:: AIM ::
Reproduce exactly the lines beginning with the line that contains "Please place a dot on the red scarf, one" and ending at the final line of the material below.

:: SOURCE MATERIAL ::
--- begin ---

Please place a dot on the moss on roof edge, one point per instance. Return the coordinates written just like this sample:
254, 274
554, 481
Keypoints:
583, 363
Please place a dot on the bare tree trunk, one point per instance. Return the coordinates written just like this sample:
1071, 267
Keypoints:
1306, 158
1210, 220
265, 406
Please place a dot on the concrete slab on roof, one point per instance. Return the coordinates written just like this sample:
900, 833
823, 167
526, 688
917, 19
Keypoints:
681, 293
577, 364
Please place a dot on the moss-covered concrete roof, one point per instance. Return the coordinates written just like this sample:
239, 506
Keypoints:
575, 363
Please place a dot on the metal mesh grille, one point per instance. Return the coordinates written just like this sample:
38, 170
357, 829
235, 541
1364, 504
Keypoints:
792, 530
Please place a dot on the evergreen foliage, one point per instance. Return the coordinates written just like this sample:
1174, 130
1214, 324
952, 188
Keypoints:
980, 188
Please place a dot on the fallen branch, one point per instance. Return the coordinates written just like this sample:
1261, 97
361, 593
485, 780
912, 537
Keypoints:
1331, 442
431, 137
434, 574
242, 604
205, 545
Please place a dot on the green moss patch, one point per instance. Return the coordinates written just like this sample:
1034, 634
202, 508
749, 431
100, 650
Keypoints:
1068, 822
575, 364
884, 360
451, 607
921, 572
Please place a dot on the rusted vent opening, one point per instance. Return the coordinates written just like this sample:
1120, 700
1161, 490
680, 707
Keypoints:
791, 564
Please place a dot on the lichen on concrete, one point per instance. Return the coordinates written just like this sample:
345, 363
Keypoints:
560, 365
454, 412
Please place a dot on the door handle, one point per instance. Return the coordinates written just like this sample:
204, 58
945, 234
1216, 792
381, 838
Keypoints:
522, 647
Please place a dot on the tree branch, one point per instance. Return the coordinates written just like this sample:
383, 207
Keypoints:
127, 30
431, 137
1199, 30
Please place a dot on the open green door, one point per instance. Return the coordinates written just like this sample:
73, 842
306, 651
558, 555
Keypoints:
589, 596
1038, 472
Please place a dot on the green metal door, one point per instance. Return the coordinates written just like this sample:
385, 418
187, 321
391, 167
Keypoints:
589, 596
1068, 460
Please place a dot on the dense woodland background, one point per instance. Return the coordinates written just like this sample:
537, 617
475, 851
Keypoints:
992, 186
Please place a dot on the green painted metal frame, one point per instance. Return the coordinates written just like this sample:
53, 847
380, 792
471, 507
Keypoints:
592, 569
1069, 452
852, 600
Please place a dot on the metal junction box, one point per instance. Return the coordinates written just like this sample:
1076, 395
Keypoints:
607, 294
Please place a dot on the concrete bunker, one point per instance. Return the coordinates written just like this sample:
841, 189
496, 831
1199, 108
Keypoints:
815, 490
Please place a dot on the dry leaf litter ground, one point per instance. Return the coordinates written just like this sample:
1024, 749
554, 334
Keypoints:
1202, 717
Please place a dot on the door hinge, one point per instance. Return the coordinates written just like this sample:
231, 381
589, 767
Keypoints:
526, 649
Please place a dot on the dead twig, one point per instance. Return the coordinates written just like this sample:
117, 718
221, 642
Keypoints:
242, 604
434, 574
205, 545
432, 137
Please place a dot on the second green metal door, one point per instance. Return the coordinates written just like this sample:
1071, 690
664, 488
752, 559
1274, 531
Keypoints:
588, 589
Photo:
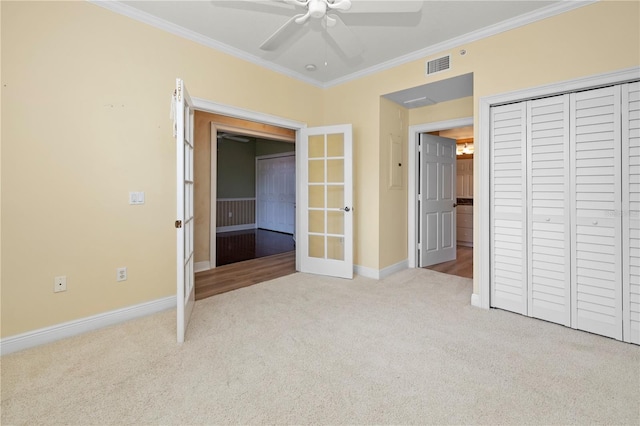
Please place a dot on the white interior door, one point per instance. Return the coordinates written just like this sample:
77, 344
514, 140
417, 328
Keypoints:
631, 211
596, 232
325, 242
508, 194
549, 210
185, 291
437, 200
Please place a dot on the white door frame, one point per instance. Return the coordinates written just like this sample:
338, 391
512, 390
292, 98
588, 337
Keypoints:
482, 165
414, 135
245, 114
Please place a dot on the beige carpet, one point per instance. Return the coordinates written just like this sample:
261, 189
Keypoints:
303, 349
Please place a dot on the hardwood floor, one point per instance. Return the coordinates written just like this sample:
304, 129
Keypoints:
242, 274
462, 266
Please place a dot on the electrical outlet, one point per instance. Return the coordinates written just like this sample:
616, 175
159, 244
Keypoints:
59, 284
121, 274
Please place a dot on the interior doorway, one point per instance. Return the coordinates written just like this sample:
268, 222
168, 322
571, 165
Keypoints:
212, 119
254, 196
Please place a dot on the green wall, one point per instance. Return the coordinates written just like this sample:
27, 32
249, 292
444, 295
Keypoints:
266, 147
237, 165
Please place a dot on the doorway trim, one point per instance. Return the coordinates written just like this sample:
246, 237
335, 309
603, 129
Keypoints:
245, 114
412, 187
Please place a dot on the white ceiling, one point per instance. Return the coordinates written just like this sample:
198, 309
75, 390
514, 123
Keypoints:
239, 27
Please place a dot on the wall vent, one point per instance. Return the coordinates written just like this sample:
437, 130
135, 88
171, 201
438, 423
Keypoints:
439, 65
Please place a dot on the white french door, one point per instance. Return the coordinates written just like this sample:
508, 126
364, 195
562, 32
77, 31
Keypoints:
325, 243
437, 199
185, 289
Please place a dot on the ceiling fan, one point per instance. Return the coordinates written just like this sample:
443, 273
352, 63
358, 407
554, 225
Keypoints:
336, 28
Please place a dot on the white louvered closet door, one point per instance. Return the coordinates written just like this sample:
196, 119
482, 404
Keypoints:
509, 210
549, 289
596, 204
631, 210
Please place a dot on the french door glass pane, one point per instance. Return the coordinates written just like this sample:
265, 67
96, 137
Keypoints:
335, 196
316, 246
335, 222
316, 221
335, 145
316, 146
335, 248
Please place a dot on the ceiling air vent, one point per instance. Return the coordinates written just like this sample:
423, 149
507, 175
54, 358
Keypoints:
439, 65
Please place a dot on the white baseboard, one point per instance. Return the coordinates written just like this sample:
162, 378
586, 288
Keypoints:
236, 227
378, 274
363, 271
201, 266
475, 300
72, 328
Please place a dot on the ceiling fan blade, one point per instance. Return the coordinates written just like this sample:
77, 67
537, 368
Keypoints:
346, 40
340, 5
297, 2
282, 33
392, 6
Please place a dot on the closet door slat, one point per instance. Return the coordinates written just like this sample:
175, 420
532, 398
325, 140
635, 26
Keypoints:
508, 209
631, 211
596, 203
549, 255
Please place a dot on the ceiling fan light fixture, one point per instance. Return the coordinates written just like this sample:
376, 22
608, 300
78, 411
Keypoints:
317, 8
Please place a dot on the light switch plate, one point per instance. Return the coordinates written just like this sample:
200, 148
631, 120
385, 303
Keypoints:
136, 197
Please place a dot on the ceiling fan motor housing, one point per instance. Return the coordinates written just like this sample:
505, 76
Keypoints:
317, 8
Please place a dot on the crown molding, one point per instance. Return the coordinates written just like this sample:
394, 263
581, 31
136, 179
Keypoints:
138, 15
518, 21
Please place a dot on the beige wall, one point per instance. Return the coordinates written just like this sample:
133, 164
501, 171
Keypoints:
89, 93
450, 110
594, 39
393, 126
85, 120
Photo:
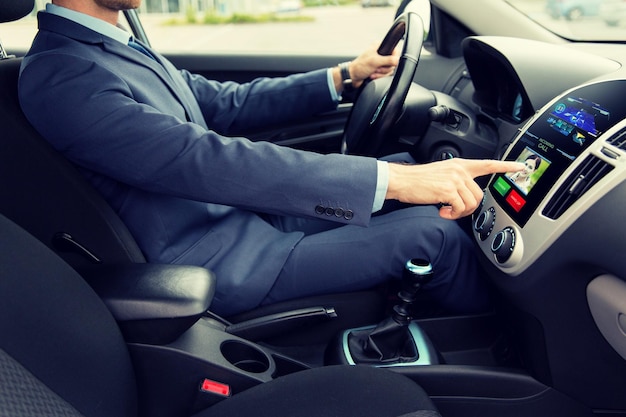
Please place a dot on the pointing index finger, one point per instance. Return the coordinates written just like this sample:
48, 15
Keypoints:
478, 168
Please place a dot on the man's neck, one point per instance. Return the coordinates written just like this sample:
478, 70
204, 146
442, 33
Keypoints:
90, 8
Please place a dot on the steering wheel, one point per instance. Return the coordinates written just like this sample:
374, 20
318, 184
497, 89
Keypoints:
379, 102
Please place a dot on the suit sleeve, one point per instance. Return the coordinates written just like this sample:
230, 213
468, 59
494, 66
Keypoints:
230, 107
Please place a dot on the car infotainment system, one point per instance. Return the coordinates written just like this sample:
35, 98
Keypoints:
552, 142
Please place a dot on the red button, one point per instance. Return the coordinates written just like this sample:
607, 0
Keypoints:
515, 200
215, 387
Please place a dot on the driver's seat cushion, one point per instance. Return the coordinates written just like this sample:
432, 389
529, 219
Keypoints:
62, 354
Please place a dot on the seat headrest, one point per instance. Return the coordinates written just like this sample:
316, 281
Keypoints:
11, 10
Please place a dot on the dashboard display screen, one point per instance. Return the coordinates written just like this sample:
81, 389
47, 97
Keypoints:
553, 142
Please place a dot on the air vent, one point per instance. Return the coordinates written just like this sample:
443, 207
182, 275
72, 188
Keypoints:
618, 140
589, 172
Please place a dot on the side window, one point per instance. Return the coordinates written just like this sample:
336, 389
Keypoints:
269, 26
330, 27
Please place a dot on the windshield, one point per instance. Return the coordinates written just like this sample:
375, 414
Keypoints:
579, 20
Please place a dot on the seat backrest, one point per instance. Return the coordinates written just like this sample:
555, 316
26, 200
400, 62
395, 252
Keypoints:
60, 348
46, 195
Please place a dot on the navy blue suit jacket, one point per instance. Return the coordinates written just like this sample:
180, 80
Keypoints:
152, 140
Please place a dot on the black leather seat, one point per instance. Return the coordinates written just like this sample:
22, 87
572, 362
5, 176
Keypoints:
61, 353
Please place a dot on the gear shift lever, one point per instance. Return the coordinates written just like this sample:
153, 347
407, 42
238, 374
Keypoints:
391, 340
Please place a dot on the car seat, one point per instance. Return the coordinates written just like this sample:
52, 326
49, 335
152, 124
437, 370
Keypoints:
61, 353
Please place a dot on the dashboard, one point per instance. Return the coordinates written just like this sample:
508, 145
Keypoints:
552, 238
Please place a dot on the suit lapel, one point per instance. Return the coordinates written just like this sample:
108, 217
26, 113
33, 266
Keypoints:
160, 66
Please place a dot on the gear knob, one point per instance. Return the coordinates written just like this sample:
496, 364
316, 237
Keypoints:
417, 272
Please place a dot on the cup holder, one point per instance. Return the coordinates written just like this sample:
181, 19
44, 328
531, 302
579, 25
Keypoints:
245, 357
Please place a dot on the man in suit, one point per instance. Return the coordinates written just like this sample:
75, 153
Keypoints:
273, 223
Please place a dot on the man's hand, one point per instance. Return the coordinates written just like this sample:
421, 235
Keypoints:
450, 182
372, 65
368, 65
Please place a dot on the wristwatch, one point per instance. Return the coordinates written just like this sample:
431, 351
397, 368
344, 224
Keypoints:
344, 69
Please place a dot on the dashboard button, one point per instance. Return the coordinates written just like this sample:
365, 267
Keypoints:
515, 200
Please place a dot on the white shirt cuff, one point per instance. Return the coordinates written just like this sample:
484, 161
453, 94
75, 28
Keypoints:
381, 186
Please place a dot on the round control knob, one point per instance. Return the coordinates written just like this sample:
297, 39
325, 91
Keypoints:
483, 225
503, 244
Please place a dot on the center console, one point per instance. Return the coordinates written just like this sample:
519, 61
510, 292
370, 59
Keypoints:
570, 149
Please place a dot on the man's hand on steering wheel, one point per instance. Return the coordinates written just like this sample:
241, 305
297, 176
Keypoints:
369, 65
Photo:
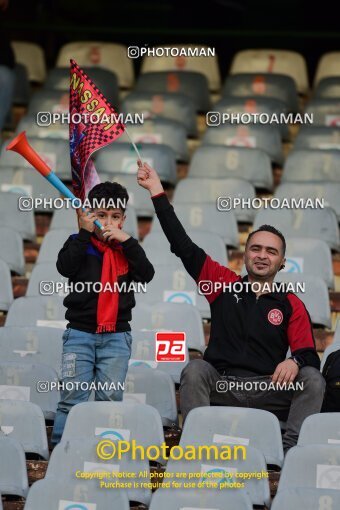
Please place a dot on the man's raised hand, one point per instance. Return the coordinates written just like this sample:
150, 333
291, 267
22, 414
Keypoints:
148, 178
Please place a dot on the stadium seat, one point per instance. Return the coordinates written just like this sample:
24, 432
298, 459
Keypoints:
205, 64
257, 489
106, 81
157, 247
81, 455
13, 474
312, 223
310, 256
12, 251
114, 421
32, 344
171, 317
46, 311
121, 158
178, 107
170, 499
74, 494
277, 86
113, 57
195, 191
285, 62
192, 84
143, 355
155, 388
315, 297
249, 109
328, 88
6, 291
11, 217
24, 422
160, 131
314, 466
19, 381
216, 425
328, 192
252, 165
312, 165
205, 217
316, 137
303, 497
322, 428
251, 136
172, 284
31, 56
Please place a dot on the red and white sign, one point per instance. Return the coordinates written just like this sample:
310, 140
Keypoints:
275, 317
170, 346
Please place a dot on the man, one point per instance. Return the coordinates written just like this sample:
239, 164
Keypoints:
251, 329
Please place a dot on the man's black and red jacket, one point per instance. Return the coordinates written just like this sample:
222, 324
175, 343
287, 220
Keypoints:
244, 337
80, 261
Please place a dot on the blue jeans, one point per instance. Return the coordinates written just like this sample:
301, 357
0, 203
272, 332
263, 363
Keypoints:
91, 358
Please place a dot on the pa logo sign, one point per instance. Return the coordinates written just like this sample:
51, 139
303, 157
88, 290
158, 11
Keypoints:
170, 346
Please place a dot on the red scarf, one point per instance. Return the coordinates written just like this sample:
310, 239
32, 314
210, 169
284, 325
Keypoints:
114, 265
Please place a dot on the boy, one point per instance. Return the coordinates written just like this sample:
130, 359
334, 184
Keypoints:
97, 340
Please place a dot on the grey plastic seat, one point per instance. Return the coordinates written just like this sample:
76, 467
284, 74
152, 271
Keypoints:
316, 466
157, 247
192, 84
310, 256
306, 497
261, 136
170, 499
252, 165
251, 107
155, 388
312, 223
205, 217
6, 290
172, 284
12, 251
277, 86
115, 421
216, 425
57, 494
178, 107
160, 131
24, 421
258, 490
46, 311
20, 381
321, 428
327, 191
312, 165
205, 63
58, 78
32, 344
81, 455
315, 297
195, 191
316, 137
171, 317
11, 217
143, 355
121, 158
13, 474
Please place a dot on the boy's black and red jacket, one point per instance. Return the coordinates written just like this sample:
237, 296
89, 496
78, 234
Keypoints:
80, 261
249, 335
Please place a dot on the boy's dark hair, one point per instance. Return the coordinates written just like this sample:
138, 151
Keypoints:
109, 192
272, 230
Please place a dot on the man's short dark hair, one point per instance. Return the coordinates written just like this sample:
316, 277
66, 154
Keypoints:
272, 230
109, 192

--- end ---

:: OUTPUT FOR THIS EXERCISE ::
Please place a dot on the red scarf, one point per instance. Return the coordinates written just like this sample:
310, 239
32, 314
210, 169
284, 325
Keypoints:
114, 265
Please place a dot on the boy, one point per instance. Return the coordinates written just like this sample:
130, 359
334, 184
Keypoints:
97, 340
Please place a dot on the grey plastic seat, one point per instance. Return the coordinates written just like this sample:
76, 467
284, 74
152, 271
Keypoints:
316, 466
157, 247
192, 84
310, 256
306, 497
261, 136
170, 499
252, 165
251, 107
155, 388
312, 223
205, 217
6, 290
172, 284
12, 251
277, 86
115, 421
216, 425
57, 494
178, 107
160, 131
24, 421
258, 490
46, 311
20, 381
321, 428
327, 191
312, 165
205, 63
58, 78
32, 344
81, 455
315, 297
195, 191
316, 137
171, 317
11, 217
143, 355
121, 158
13, 474
Please place a dot on the boy's black and red jacket, one point per instance. Return the coordinates written just like this sample:
237, 296
89, 496
78, 234
Keypoints:
80, 261
249, 335
Please place a dot on the boy's dark hair, one point per instance. Return the coordinates written just like this sample:
138, 151
Keypoints:
109, 192
272, 230
Please place a dot on the man's short dark hair, one point per instance. Return the coordinates written just like this sample:
316, 277
66, 154
Keypoints:
272, 230
109, 192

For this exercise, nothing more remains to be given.